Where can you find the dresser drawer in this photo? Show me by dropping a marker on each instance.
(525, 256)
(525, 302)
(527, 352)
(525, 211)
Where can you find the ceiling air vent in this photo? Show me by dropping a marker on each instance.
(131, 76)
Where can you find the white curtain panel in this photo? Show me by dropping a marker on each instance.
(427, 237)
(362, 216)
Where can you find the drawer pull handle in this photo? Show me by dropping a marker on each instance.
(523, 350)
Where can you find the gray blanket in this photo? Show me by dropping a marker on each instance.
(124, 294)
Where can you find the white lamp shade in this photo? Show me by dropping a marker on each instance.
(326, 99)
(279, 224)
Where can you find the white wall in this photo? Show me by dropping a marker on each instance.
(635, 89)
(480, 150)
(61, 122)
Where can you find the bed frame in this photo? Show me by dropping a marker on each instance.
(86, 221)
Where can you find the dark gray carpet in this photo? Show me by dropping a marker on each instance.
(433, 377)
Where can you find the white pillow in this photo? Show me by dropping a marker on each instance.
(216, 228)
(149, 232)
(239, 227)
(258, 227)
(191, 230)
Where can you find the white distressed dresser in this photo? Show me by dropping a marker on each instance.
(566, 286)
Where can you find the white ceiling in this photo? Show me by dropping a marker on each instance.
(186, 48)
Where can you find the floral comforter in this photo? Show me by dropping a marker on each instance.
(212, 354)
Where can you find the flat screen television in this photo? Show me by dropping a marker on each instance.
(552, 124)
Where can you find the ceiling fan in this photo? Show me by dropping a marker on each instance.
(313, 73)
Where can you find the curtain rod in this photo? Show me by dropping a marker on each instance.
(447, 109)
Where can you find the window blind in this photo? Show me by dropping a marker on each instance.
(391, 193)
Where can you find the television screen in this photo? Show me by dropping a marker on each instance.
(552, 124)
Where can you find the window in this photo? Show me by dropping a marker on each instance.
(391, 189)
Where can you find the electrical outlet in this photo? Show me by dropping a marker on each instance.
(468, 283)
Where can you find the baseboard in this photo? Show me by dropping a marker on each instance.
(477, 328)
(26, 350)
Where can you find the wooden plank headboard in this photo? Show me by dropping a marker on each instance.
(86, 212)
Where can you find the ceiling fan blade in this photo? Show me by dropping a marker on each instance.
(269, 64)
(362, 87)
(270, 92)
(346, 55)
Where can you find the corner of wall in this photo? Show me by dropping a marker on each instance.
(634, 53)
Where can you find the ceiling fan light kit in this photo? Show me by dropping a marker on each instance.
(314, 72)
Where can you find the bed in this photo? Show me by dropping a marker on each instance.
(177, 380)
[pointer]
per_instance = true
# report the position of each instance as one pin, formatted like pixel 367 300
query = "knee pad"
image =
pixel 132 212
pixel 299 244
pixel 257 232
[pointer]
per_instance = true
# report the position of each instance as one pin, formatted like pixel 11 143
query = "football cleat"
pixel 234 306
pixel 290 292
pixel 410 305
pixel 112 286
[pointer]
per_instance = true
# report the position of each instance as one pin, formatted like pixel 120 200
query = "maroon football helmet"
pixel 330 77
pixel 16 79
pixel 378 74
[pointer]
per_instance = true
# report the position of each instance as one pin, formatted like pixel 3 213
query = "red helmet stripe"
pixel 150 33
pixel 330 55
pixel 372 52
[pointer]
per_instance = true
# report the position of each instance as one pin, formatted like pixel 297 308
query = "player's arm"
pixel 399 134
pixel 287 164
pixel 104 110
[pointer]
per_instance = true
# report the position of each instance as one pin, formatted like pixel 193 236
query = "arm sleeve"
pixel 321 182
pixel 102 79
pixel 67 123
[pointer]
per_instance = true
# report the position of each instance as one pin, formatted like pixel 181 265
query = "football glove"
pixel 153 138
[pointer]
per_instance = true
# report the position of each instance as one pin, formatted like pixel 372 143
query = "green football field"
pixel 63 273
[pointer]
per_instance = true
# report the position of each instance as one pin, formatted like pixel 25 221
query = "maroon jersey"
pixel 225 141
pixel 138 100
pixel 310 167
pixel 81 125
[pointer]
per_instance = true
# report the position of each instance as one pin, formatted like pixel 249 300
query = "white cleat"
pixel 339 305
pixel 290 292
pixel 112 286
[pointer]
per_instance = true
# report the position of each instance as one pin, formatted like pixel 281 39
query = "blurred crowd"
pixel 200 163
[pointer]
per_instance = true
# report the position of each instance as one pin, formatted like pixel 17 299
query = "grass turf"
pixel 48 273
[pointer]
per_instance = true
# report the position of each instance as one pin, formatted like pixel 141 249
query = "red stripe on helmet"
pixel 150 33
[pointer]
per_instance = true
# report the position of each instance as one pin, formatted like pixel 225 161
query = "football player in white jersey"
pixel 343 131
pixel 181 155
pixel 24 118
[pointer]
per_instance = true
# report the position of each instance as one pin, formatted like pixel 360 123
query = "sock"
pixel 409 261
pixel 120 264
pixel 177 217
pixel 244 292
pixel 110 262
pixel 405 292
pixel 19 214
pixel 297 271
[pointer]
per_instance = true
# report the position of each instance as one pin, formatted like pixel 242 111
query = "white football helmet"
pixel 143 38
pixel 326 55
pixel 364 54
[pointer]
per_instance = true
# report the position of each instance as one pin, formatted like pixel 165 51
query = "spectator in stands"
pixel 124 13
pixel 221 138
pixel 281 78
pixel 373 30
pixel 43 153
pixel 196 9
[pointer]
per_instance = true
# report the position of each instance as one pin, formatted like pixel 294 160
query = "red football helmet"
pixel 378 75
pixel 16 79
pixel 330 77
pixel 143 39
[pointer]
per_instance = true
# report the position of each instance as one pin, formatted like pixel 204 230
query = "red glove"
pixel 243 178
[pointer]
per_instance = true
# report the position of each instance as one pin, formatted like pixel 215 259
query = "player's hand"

++++++++++++++++++++

Problem description: The required output is the complete set of records, reproduced exactly.

Exercise output:
Where can you find the dresser drawer in this photo? Show me by dropping a marker on each instance.
(525, 256)
(525, 302)
(527, 352)
(525, 211)
Where can you find the ceiling air vent in this photo? Show me by dropping a marker on each instance.
(131, 76)
Where can you find the white curtain panel in this photo? Show me by dropping a marker on each instance.
(427, 237)
(362, 216)
Where can you find the drawer pull handle in this photo? Show me by dropping a marker on each instance.
(523, 350)
Where can you find the gray blanket in this photo? Show me by dropping a marker on each instance.
(124, 294)
Where can you find the white lamp shade in this photo? Show me by dropping a marker on each instance.
(326, 99)
(279, 224)
Where can you find the white wall in this photo? Show me by dropping a marker on each instance.
(635, 89)
(480, 150)
(61, 122)
Where can you find the bed frame in this photo? Show me by dropping a marker on each instance.
(86, 221)
Where can you find the dark gray carpet in this photo? Show me by dropping a marker on each instance.
(433, 377)
Where can you find the white pillow in this photo? Show me by dropping a marker on each instance.
(216, 228)
(149, 232)
(239, 227)
(258, 227)
(191, 230)
Where can you find the white distressed dresser in this photo? Show me by dropping a marker on each instance.
(566, 286)
Where can you find the white ceiling in this photo? Show me by dropping a marker on each instance.
(186, 48)
Where can you find the floral comforter in this photo? Show me by dropping a marker on each instance.
(212, 354)
Where can you find the flat screen television in this photo? Show me by dropping a marker on each instance.
(552, 124)
Where can you find the ceiling fan in this photo? Show me by dropping a marker on each instance.
(313, 73)
Where can you find the curtain rod in this photo? Show me by dropping a marker on each instance.
(447, 109)
Where can you find the window blind in this photo? Show me by dropping a marker on each instance.
(391, 193)
Where can you find the television screen in this photo? Show me by dropping a marker on each instance.
(552, 124)
Where can you find the window in this photo? Show me by dropping a marker on each instance.
(391, 189)
Where can you find the electrical outlet in this photo? Show me by dropping a marker on each instance.
(468, 283)
Where can you find the baseboard in this photo? Show me by dropping a marker on each instance.
(477, 328)
(26, 350)
Where can you find the wooden plank headboard in this photo? Show me by dropping a marker on each instance.
(86, 212)
Where can you find the ceiling fan blade in this photo? Show me by dropping a marker on each instance.
(269, 64)
(362, 87)
(270, 92)
(346, 55)
Where can you find the corner of wall in this photo? Show me by dropping a marker on each instance.
(634, 53)
Where can you find the ceiling fan light kit in this photo? Show me by dropping a marker on each instance.
(314, 72)
Where can you find the bed in this photo? Show me by dropping a marker on each instance.
(177, 380)
[pointer]
per_instance = true
# report the position of each instance as one pin, formatted like pixel 367 300
query = "knee pad"
image =
pixel 132 212
pixel 299 244
pixel 257 232
[pointer]
per_instance = true
# report the position of each instance as one pin, formatted like pixel 11 143
query = "football cleat"
pixel 234 306
pixel 290 292
pixel 410 305
pixel 112 286
[pointer]
per_instance = true
# report the position of each instance as one pin, formatted like pixel 120 200
query = "maroon football helmet"
pixel 330 77
pixel 16 79
pixel 378 74
[pointer]
per_instance = true
# report the position of each instance as one pin, formatted like pixel 3 213
query = "red helmet stripe"
pixel 150 33
pixel 330 55
pixel 372 52
[pointer]
per_instance = true
# report the position of each instance as one pin, formatted like pixel 297 308
query = "player's arm"
pixel 399 134
pixel 287 164
pixel 104 110
[pointer]
per_instance = true
# report the position of each instance as one pin, formatted like pixel 193 236
query = "arm sleeve"
pixel 321 182
pixel 102 79
pixel 67 123
[pointer]
per_instance = true
# report the position of each instance as one pin, formatted like pixel 181 265
query = "football glove"
pixel 153 138
[pointer]
per_instance = true
# report the position of each instance as one pin, formatted like pixel 372 143
query = "green football field"
pixel 63 273
[pointer]
per_instance = true
# report the position of each instance as one pin, formatted like pixel 25 221
query = "maroon jersey"
pixel 225 141
pixel 138 100
pixel 310 167
pixel 81 125
[pointer]
per_instance = true
# report the position of each instance as one pin, formatted like pixel 249 300
query = "white cleat"
pixel 339 305
pixel 290 292
pixel 112 286
[pointer]
per_instance = true
# report the position of each instance as one pin, formatted like pixel 281 39
query = "blurred crowd"
pixel 200 163
[pointer]
per_instance = true
# report the position of each instance as one pin, formatted like pixel 17 299
query = "grass turf"
pixel 48 273
[pointer]
per_instance = true
# report the position of each instance as one pin, formatted like pixel 141 249
query = "red stripe on helmet"
pixel 150 33
[pointer]
per_instance = true
# report the position of each instance as one pin, formatted like pixel 225 161
query = "football player in white jersey"
pixel 343 131
pixel 181 155
pixel 24 118
[pointer]
per_instance = true
# report the position of each instance as one pin, formatted like pixel 360 123
query = "sock"
pixel 409 261
pixel 120 264
pixel 177 217
pixel 244 292
pixel 110 262
pixel 405 292
pixel 19 214
pixel 297 271
[pointer]
per_instance = true
# report the position of each instance as one pin, formatted like pixel 242 111
query = "white football helmet"
pixel 143 38
pixel 326 55
pixel 364 54
[pointer]
per_instance = true
# report the position of each instance as one pin, formatted like pixel 165 51
query = "spectator in stands"
pixel 124 13
pixel 221 138
pixel 281 78
pixel 373 30
pixel 43 153
pixel 196 9
[pointer]
per_instance = true
# report the position of each instance as one pin, formatted like pixel 294 160
query = "red football helmet"
pixel 378 75
pixel 16 79
pixel 330 77
pixel 143 39
[pointer]
per_instance = true
# report the position of each instance as one pin, formatted like pixel 204 230
query = "red glove"
pixel 243 178
[pointer]
per_instance = true
# report the position of each instance as one pin, formatted like pixel 215 259
query = "player's hand"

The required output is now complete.